Prompt 1:
In the text on acoustic neuroma treatment, do these statements agree with it? (a) Stereotactic radiosurgery involves no surgery. (b) Surgery is usually used to remove smaller tumours. (c) Radiotherapy carries a higher risk of permanent side effects than surgery. Answer yes or no for each, quoting the words of the text that decide it.
Prompt 2:
Set down word for word the part of the acoustic neuroma treatment text that begins at the words "Acoustic neuromas are" and ends after the words "involve any surgery.".
Prompt 3:
Extend the text on acoustic neuroma treatment, starting right after its final sentence.

Supplied text:
Acoustic neuromas are usually treated with a specialised type of radiotherapy called stereotactic radiotherapy. Several beams of radiation are given from different angles, overlapping at the tumour. This gives a high dose to the tumour and very low doses to surrounding healthy tissue, which helps reduce side effects.

You may have this treatment over 3–10 sessions spread over two weeks. Sometimes treatment is given as daily sessions from Monday to Friday for 5–6 weeks.

Stereotactic radiotherapy can also be given in one session of high-dose treatment. This is called stereotactic radiosurgery (or sometimes gamma knife treatment). This treatment is often used to treat smaller tumours. Despite the name, stereotactic radiosurgery doesn’t involve any surgery.

Radiotherapy for acoustic neuroma has a lower risk of permanent side effects, such as hearing loss and nerve damage, than surgery. But some people may still have some hearing loss and occasionally some damage to the nerves that affect the face.

Rarely, some people will need further treatment in the future because the acoustic neuroma starts growing again.

Surgery

Surgery is likely to have more side effects than stereotactic radiotherapy or radiosurgery. So it’s usually only used to remove larger tumours.

Your surgeon will explain what it involves and the possible complications and risks. The operation is done through the skull. Sometimes the surgeon leaves a tiny part of the tumour to try to avoid damaging the facial nerve. This can be treated with stereotactic radiosurgery if needed.

Surgery will usually cause hearing loss in the affected ear. Your surgeon may talk to you about being fitted with a special type of hearing aid, which diverts sounds from the affected ear to your other ear. You will usually see a hearing specialist for expert help and advice.

Data extract:

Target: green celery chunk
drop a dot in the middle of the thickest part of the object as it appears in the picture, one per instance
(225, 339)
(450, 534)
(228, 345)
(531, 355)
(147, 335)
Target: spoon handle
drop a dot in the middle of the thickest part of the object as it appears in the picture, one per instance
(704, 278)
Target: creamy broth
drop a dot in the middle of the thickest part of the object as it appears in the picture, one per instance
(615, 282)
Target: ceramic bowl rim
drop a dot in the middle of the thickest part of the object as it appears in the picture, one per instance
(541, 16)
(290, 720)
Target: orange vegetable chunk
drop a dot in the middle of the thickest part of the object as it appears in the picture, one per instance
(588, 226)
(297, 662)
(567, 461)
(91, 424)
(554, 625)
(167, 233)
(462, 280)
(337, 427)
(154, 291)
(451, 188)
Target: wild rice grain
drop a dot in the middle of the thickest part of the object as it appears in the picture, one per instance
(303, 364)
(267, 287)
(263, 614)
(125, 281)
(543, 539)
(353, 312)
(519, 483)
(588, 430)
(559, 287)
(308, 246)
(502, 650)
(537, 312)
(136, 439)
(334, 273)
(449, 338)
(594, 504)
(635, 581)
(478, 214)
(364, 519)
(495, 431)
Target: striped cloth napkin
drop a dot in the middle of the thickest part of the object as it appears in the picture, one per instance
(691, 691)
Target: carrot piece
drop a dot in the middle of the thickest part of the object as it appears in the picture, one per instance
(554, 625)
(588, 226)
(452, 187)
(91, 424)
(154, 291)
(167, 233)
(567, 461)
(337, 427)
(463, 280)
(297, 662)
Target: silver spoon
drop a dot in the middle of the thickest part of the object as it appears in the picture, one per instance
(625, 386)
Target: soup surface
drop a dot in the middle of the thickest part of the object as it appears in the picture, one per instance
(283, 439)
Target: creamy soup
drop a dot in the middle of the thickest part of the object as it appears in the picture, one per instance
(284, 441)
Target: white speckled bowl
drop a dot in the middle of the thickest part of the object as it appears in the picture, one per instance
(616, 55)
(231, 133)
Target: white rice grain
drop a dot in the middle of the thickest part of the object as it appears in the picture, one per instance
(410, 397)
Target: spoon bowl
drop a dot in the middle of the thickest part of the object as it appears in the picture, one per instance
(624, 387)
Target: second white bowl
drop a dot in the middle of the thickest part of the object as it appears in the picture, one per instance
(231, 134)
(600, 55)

Task response 1:
(a) Yes: "stereotactic radiosurgery doesn’t involve any surgery"
(b) No: "it’s usually only used to remove larger tumours"
(c) No: "Radiotherapy for acoustic neuroma has a lower risk of permanent side effects, such as hearing loss and nerve damage, than surgery"

Task response 2:
Acoustic neuromas are usually treated with a specialised type of radiotherapy called stereotactic radiotherapy. Several beams of radiation are given from different angles, overlapping at the tumour. This gives a high dose to the tumour and very low doses to surrounding healthy tissue, which helps reduce side effects.

You may have this treatment over 3–10 sessions spread over two weeks. Sometimes treatment is given as daily sessions from Monday to Friday for 5–6 weeks.

Stereotactic radiotherapy can also be given in one session of high-dose treatment. This is called stereotactic radiosurgery (or sometimes gamma knife treatment). This treatment is often used to treat smaller tumours. Despite the name, stereotactic radiosurgery doesn’t involve any surgery.

Task response 3:
Doctors may delay surgery, if possible, in people who have large tumours of both acoustic nerves, because of the risk of total hearing loss. You will have MRI scans to monitor the tumours. Occasionally, they operate on one side first. If you can hear with this ear after surgery, they will then operate on the other side. If hearing is lost during the first operation, it may be possible to delay surgery on the second tumour, or to use radiotherapy.

Sometimes, surgery damages the facial nerve. This can cause drooping (palsy) of one side of the face, which is sometimes permanent. It can affect actions like chewing and blinking. A physiotherapist will show you exercises and massage that you can do to help improve this. Some people also get a dry eye. Eye drops will help with this. If necessary, your doctor can refer you to an eye specialist. The British Acoustic Neuroma Association has more information.


Driving

You may not be allowed to drive for a period of time. Although this can be upsetting, it’s important to follow the advice you are given.

You will need to contact the Drivers and Vehicle Licensing Association (DVLA) if you live in England, Scotland or Wales. If you live in Northern Ireland you will need to contact the Driver and Vehicle Agency (DVA). They will advise you of any restrictions on your right to drive:

  • The Drivers and Vehicle Licensing Agency (DVLA) has information about driving with a medical condition if you live in England, Scotland or Wales. Visit GOV.UK or call 0300 790 6806.
  • The Driver and Vehicle Agency (DVA) has information about driving with a medical condition if you live in Northern Ireland. Visit nidirect or call 0845 4024 000.

If you’re not sure what you should do, check with your cancer doctor or specialist nurse. They will explain things to you.


Follow-up for acoustic neuromas

After your treatment has finished, you’ll have regular check-ups, tests and scans. These appointments are a good opportunity to discuss with your doctor about any worries or problems you have.

Many people find they get very anxious before appointments. This is natural. It may help to get support from family, friends or the specialist organisations listed below.

British Acoustic Neuroma Association

The British Acoustic Neuroma Association gives information and support for people with acoustic neuroma. It has a network of local branches throughout the UK.

The Neuro Foundation

The Neuro Foundation offers information and advice about neurofibromatosis.